Reproduce the passage of the book critique below from "Jesus Among Other" to "what I thought.", word for word.
>> Begin TEXT SECTION
Jesus Among Other Gods by Ravi Zacharias A CRITICAL LOOK BY JASON PREU
First and foremost, thanks to Jen for loaning this book to me. I haven’t felt such a strong response to a non-fiction book in a long time and I appreciate that feeling. Why the written response then? Well, this book angered me so much that I felt writing about it would be the only way I could give you (Jen) worthy, extended feedback about what I thought.
I’ve read Zacharias’s bio and credentials and have no doubt about his knowledge or his convictions. Having said that, I find this book seriously flawed. My criticism is two-fold: 1) I sense an anecdotal arrogance informing the entire text. This surprises me considering the title and supposed point of the book. Anecdotes are not at all convincing tools to help build a strong argument. This leads me to 2) Zacharias doesn’t seem to use language geared towards a non-believing audience. In effect, he’s preaching to the choir. He tells Bible story after story but does not contextualize their significance for those who do not recognize the Bible as an authoritative text. This is a major flaw for an argumentative book, a flaw that in the end renders Zacharias impotent in providing a substantial, coherent argument for his claims about Christianity’s supremacy among religious systems. Further, this lack of attention to a non-believing audience and subtle arrogance made it impossible for me to finish the book. I read the first 50 or so pages and then, frustrated that Zacharias wrote the book to an audience already convinced of the validity of his claim, skipped around the rest of the book. The tone and technique did not once change and I felt let down and discouraged by this.
I completely disagree with Zacharias’s assessment of postmodernism. Questions raised by postmodern theory are legitimate and important, albeit difficult to face and oftentimes blurred by posturing language. Furthermore, for better or worse, postmodernism is much harder to write-off by labeling it a “mood” and Zacharias does himself a disservice in this book by choosing to do just that. Postmodern issues cannot be so easily overlooked. Here’s an example of postmodern thought applied to a Christian, theological problem:
If there is only one, static Truth – whose Gospel is True? We have four versions of Jesus’s life – are they all true individually, or only when taken as a whole? What about the contradictions? Further, can we know Jesus solely from another’s account of him? What about the history of Bible compilation and who decided what books to include and which to leave out?
Christians make objective claims based upon subjective retellings. These multi-perspective claims are the sort that postmodernism seeks to explore and discuss. As an aside, I’ve read comparisons of Socrates and Jesus, in terms of their ethics and attitudes towards living. Another parallel between the two is that they are both largely known today due to writers who outlived them and decided to write about them. The relationship between an author, reader, and textual meaning is also a postmodern concern.
>> End TEXT SECTION
>> Begin SUPPLIED DATA
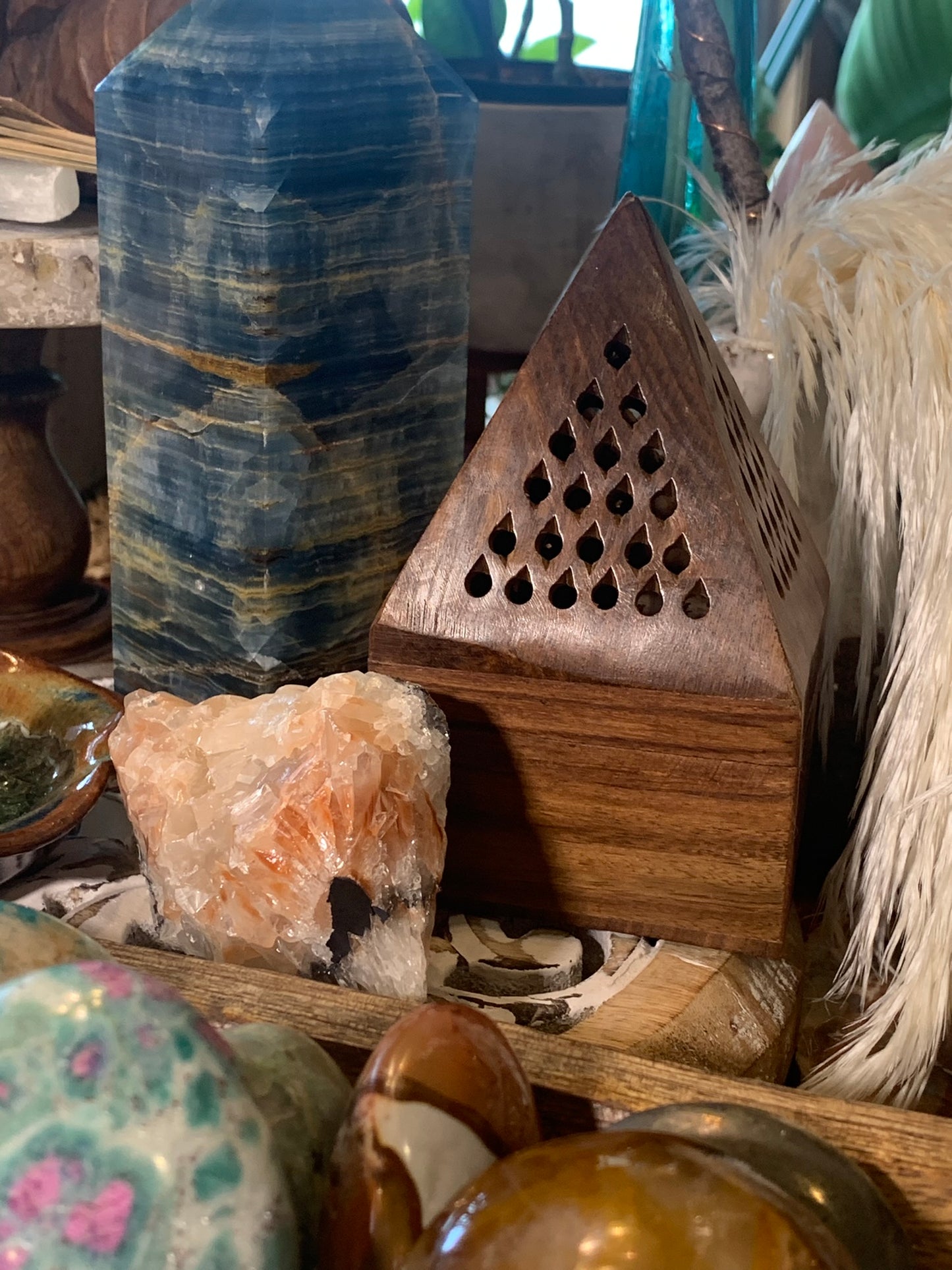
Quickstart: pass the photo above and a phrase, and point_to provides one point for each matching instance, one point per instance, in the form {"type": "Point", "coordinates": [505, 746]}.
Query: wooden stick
{"type": "Point", "coordinates": [51, 156]}
{"type": "Point", "coordinates": [709, 64]}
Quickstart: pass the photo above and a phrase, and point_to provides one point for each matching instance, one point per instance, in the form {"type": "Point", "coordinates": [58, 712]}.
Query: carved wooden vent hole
{"type": "Point", "coordinates": [697, 602]}
{"type": "Point", "coordinates": [479, 581]}
{"type": "Point", "coordinates": [634, 407]}
{"type": "Point", "coordinates": [664, 502]}
{"type": "Point", "coordinates": [607, 452]}
{"type": "Point", "coordinates": [537, 486]}
{"type": "Point", "coordinates": [650, 600]}
{"type": "Point", "coordinates": [639, 552]}
{"type": "Point", "coordinates": [619, 348]}
{"type": "Point", "coordinates": [578, 497]}
{"type": "Point", "coordinates": [605, 593]}
{"type": "Point", "coordinates": [501, 540]}
{"type": "Point", "coordinates": [621, 500]}
{"type": "Point", "coordinates": [590, 546]}
{"type": "Point", "coordinates": [563, 593]}
{"type": "Point", "coordinates": [518, 590]}
{"type": "Point", "coordinates": [563, 444]}
{"type": "Point", "coordinates": [590, 401]}
{"type": "Point", "coordinates": [652, 455]}
{"type": "Point", "coordinates": [549, 542]}
{"type": "Point", "coordinates": [677, 556]}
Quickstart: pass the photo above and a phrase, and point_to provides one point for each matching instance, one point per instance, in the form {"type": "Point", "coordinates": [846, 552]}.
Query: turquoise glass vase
{"type": "Point", "coordinates": [285, 214]}
{"type": "Point", "coordinates": [664, 139]}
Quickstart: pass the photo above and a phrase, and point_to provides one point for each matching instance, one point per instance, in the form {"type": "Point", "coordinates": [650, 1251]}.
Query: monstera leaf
{"type": "Point", "coordinates": [547, 50]}
{"type": "Point", "coordinates": [894, 79]}
{"type": "Point", "coordinates": [449, 26]}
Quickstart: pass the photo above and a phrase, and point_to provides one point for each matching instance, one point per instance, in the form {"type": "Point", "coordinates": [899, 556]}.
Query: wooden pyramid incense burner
{"type": "Point", "coordinates": [620, 608]}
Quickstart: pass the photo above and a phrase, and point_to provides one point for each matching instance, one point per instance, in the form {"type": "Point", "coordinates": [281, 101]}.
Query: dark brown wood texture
{"type": "Point", "coordinates": [619, 606]}
{"type": "Point", "coordinates": [908, 1155]}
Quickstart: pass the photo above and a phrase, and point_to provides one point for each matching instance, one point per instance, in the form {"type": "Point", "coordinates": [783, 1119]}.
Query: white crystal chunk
{"type": "Point", "coordinates": [36, 193]}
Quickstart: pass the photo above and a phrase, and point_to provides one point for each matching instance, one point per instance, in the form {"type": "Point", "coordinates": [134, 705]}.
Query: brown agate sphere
{"type": "Point", "coordinates": [623, 1200]}
{"type": "Point", "coordinates": [442, 1097]}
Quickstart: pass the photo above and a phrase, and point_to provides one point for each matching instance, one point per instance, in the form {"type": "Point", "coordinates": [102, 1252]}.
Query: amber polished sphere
{"type": "Point", "coordinates": [623, 1201]}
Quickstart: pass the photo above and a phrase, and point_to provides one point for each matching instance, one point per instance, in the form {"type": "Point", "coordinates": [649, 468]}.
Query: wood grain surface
{"type": "Point", "coordinates": [907, 1153]}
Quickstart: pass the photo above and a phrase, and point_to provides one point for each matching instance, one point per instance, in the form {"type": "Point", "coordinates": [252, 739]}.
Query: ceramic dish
{"type": "Point", "coordinates": [53, 752]}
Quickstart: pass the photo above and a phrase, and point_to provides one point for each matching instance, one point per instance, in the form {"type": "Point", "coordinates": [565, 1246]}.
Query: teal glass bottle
{"type": "Point", "coordinates": [285, 212]}
{"type": "Point", "coordinates": [664, 138]}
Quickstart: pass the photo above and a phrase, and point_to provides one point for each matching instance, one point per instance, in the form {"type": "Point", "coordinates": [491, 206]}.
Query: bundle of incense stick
{"type": "Point", "coordinates": [28, 136]}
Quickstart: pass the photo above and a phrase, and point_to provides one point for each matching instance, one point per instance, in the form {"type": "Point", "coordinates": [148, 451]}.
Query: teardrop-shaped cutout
{"type": "Point", "coordinates": [619, 348]}
{"type": "Point", "coordinates": [621, 500]}
{"type": "Point", "coordinates": [605, 593]}
{"type": "Point", "coordinates": [634, 407]}
{"type": "Point", "coordinates": [537, 484]}
{"type": "Point", "coordinates": [549, 542]}
{"type": "Point", "coordinates": [563, 593]}
{"type": "Point", "coordinates": [697, 602]}
{"type": "Point", "coordinates": [518, 590]}
{"type": "Point", "coordinates": [578, 496]}
{"type": "Point", "coordinates": [652, 455]}
{"type": "Point", "coordinates": [664, 504]}
{"type": "Point", "coordinates": [677, 556]}
{"type": "Point", "coordinates": [501, 540]}
{"type": "Point", "coordinates": [639, 552]}
{"type": "Point", "coordinates": [607, 452]}
{"type": "Point", "coordinates": [650, 600]}
{"type": "Point", "coordinates": [479, 579]}
{"type": "Point", "coordinates": [590, 546]}
{"type": "Point", "coordinates": [561, 444]}
{"type": "Point", "coordinates": [590, 401]}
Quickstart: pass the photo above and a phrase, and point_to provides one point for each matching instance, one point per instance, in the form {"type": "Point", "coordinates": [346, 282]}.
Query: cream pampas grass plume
{"type": "Point", "coordinates": [853, 297]}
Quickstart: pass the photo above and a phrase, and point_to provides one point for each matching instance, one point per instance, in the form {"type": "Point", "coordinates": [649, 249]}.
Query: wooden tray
{"type": "Point", "coordinates": [580, 1085]}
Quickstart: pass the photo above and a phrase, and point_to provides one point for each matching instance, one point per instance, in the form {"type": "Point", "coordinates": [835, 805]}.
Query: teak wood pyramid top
{"type": "Point", "coordinates": [620, 521]}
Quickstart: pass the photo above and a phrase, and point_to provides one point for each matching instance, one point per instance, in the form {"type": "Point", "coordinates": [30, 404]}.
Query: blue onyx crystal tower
{"type": "Point", "coordinates": [283, 201]}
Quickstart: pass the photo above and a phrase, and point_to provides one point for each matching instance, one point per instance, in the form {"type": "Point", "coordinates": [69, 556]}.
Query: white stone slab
{"type": "Point", "coordinates": [50, 274]}
{"type": "Point", "coordinates": [37, 193]}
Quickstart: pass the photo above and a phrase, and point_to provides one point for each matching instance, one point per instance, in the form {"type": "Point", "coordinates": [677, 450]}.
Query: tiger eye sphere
{"type": "Point", "coordinates": [623, 1201]}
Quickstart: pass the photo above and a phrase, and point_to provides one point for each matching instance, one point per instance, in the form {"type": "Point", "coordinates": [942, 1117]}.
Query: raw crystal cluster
{"type": "Point", "coordinates": [301, 830]}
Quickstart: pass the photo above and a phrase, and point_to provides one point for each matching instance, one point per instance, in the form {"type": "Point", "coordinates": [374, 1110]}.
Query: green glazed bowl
{"type": "Point", "coordinates": [53, 752]}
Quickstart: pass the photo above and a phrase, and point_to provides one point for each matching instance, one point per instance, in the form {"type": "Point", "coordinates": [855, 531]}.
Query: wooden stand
{"type": "Point", "coordinates": [49, 277]}
{"type": "Point", "coordinates": [46, 608]}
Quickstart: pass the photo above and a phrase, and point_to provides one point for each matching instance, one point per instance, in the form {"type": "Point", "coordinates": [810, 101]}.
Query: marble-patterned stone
{"type": "Point", "coordinates": [127, 1138]}
{"type": "Point", "coordinates": [32, 941]}
{"type": "Point", "coordinates": [304, 1096]}
{"type": "Point", "coordinates": [613, 1200]}
{"type": "Point", "coordinates": [441, 1099]}
{"type": "Point", "coordinates": [285, 205]}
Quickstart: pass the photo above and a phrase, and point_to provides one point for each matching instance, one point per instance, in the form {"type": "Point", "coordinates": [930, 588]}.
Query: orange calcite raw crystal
{"type": "Point", "coordinates": [302, 830]}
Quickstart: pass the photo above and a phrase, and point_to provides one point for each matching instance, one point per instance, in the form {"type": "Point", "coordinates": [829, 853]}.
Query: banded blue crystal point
{"type": "Point", "coordinates": [283, 208]}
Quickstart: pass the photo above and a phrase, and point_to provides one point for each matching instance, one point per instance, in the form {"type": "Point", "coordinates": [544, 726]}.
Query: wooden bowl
{"type": "Point", "coordinates": [53, 751]}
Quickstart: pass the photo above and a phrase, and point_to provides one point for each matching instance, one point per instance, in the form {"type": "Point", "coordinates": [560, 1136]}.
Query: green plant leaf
{"type": "Point", "coordinates": [447, 26]}
{"type": "Point", "coordinates": [547, 50]}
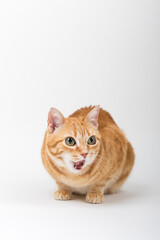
>> End SUPPLIED DATA
- **FULL SOLUTION**:
Jesus Among Other Gods by Ravi Zacharias A CRITICAL LOOK BY JASON PREU
First and foremost, thanks to Jen for loaning this book to me. I haven’t felt such a strong response to a non-fiction book in a long time and I appreciate that feeling. Why the written response then? Well, this book angered me so much that I felt writing about it would be the only way I could give you (Jen) worthy, extended feedback about what I thought.